> **Tareas**
1. Enumera todas las siglas o nombres de partidos y formaciones políticas que aparecen en el texto sobre el debate catalán, en el orden en que se mencionan.
2. Retoma el texto sobre el debate catalán justo después de su última frase y continúalo con un párrafo nuevo.

Tanto los que se posicionan a favor del independentismo como los que defienden la unidad del Estado se acusan mutua y muy agriamente de hacerle el juego a la derecha.
El debate sobre la cuestión de Cataluña que viene produciéndose en las izquierdas tiene un defecto capital: tanto los que se posicionan a favor del independentismo o del llamado derecho a decidir, como los que defienden el federalismo y la unidad del Estado, se acusan mutua y muy agriamente de hacerle el juego a la derecha. El discurso del pasado domingo en la manifestación unionista del ex secretario general del PCE, Paco Frutos, desató una ola de indignación y de insultos en las redes sociales de miembros, simpatizantes y votantes de Unidos Podemos. Borrell volvió a estar en la misma diana, que ya le dibujaron con la anterior manifestación de igual signo del 8 de octubre, y que ahora se ha extendido a la integridad del PSOE, después de su apoyo a la activación del 155. Todos, según sus acusadores de izquierdas, se han colocado indecentemente al lado del indecente PP, y se han hecho cómplices de un imperdonable ataque a la democracia y al pueblo catalán, heroicamente empeñado en ejercer su derecho a decidir.
Ninguno de esos acusadores parece experimentar el más leve escrúpulo por sentirse al lado del PDeCAT, un partido cuya propia génesis no es más que un pobre intento de disfrazar las vergüenzas de CiU, que comparte con el PP la evidencia de su corrupción estructural y que como poco lo ha igualado en el sesgo antisocial de su respuesta a la crisis. Así se convierten de acusadores en acusados, reos de un mismo delito de complicidad con quienes promueven intereses contrarios a los de las clases populares y trabajadoras que dicen defender.
A este cruce de acusaciones subyace la dificultad de comprender que la cuestión social y la territorial son debates distintos, que admiten alineaciones y posicionamientos ideológicos igualmente diversos. Se puede ser nacionalista, federalista o centralista, y al mismo tiempo, y por cada una de esas posibles posiciones, de derechas, de centro o de izquierdas. Pueden advertirse y hasta argumentarse con gran consistencia contradicciones ideológicas de uno u otro signo. Pero serán siempre advertencias externas, realizadas desde una de las posibles combinaciones, que no impedirán que siga habiendo personas que se sientan plenamente consecuentes al propugnar unas u otras posiciones según el plano de la realidad social y política ante el que se pronuncien. Dicho en otros términos, carece de sentido tratar de convencer a alguien, apelando a su izquierdismo —o a su derechismo—, de su error al defender la pertinencia del derecho a decidir o de su incongruencia al defender la aplicación del 155. Y esto sin olvidar que entre una y otra salida a este conflicto caben opciones no menos defendibles.

> **Registros extraídos**
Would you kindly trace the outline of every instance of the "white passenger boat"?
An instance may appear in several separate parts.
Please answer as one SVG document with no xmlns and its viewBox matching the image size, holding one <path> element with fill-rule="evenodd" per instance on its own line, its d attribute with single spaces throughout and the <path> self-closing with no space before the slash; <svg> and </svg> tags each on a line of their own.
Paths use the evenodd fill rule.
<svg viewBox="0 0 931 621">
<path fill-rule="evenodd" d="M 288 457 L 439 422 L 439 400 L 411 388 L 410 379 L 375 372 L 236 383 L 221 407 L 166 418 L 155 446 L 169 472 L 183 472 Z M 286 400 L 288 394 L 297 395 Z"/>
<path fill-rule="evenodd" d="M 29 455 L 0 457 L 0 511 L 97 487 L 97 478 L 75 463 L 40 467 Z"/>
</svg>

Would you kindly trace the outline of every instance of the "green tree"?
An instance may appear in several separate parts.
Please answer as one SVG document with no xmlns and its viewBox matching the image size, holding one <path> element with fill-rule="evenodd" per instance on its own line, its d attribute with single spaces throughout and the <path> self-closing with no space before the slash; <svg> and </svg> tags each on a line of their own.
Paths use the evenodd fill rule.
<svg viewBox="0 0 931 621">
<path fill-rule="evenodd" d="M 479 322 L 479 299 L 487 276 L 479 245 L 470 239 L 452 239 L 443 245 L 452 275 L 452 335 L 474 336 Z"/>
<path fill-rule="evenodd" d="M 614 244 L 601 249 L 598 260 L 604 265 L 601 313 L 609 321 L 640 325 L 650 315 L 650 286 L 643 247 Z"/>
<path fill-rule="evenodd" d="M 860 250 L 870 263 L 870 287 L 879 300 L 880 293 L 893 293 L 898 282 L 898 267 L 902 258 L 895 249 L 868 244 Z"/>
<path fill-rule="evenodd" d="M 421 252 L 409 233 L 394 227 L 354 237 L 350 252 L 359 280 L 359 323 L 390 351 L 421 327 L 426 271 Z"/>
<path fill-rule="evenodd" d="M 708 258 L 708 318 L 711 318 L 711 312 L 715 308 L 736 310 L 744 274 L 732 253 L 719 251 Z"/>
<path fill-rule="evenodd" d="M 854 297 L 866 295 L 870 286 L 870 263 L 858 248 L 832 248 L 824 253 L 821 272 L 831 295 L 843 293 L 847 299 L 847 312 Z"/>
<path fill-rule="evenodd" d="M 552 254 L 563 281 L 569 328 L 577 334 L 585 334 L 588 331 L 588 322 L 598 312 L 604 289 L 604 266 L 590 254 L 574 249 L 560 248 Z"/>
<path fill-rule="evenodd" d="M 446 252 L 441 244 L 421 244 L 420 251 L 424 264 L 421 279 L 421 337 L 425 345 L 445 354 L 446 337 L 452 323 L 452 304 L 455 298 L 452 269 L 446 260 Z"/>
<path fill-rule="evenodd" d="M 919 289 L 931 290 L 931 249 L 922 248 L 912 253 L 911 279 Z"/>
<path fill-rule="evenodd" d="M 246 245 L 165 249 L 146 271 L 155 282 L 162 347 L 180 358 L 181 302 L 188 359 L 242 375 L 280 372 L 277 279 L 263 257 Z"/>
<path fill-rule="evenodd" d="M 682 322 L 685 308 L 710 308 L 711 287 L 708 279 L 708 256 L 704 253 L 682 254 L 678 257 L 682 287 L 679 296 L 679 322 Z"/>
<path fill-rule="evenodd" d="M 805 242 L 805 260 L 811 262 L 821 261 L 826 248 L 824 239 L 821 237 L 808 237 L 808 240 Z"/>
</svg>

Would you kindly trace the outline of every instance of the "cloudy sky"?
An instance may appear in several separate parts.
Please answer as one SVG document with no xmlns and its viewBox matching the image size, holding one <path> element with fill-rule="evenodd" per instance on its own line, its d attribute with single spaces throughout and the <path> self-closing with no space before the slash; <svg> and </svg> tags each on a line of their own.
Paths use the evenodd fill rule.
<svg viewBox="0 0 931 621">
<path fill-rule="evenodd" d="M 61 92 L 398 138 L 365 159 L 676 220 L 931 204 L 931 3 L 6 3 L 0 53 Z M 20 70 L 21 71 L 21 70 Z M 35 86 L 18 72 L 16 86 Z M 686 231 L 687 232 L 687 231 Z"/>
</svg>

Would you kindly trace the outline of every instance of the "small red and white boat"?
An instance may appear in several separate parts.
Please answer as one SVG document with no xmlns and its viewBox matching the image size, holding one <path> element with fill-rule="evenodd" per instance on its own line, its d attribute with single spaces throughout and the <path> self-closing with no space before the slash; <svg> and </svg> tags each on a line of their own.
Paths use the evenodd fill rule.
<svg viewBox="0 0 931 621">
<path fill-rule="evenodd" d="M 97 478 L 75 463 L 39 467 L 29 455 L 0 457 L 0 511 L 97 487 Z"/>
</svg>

> **Respuestas por tarea**
1. PCE, Unidos Podemos, PSOE, PP, PDeCAT, CiU

2.
Esto no tiene nada de raro. Las sociedades contemporáneas hace mucho tiempo que revelan no una sino múltiples líneas de fractura. Todas, desde el advenimiento del capitalismo y la ruina del Antiguo Régimen, son sociedades de clases que generan un conflicto permanente por la distribución de recursos y posiciones más o menos favorables a la equidad, que es lo que básicamente produce diferencias en el eje izquierda-derecha. Muchas, como la nuestra, son también sociedades plurales en términos histórico-culturales. Más allá de su más o menos larga convivencia histórica en el seno de un mismo Estado, producen un conflicto territorial que distingue a los partidarios de más o menos autonomía y que, ocasionalmente y como ahora nos sucede, puede extremarse hasta el punto de ponerse en cuestión la pertenencia a una determinada comunidad política. Hay sociedades tradicionalmente enfrentadas por cuestiones de índole religiosa, sociedades plurales desde el punto de vista confesional, y sociedades (casi todas) en permanente conflicto entre confesionalismo y laicismo políticos, siendo el de su influencia relativa en la educación el terreno donde más claramente se pone de manifiesto.
Estas y otras posibles líneas de fractura —intergeneracionales, de género, entre minorías-mayorías de distinto origen étnico…— no son solo una discutible perspectiva de análisis. Expresan una realidad social que es siempre multidimensional y que por tanto contribuye a la formación de identidades, personales y colectivas, siempre poliédricas. Hay algo de totalitarismo absurdo en el empeño por situarnos y situar al otro en un único posible plano de la realidad, disculpable sólo porque es ese concreto plano el que más intensamente percibimos. Igual que hay mucho de ensoñación en el empeño por explicar todo posible conflicto social con arreglo a una sola clave común, que para serlo tiene que situarse en un plano externo a la realidad, dejando así de ser políticamente operativa.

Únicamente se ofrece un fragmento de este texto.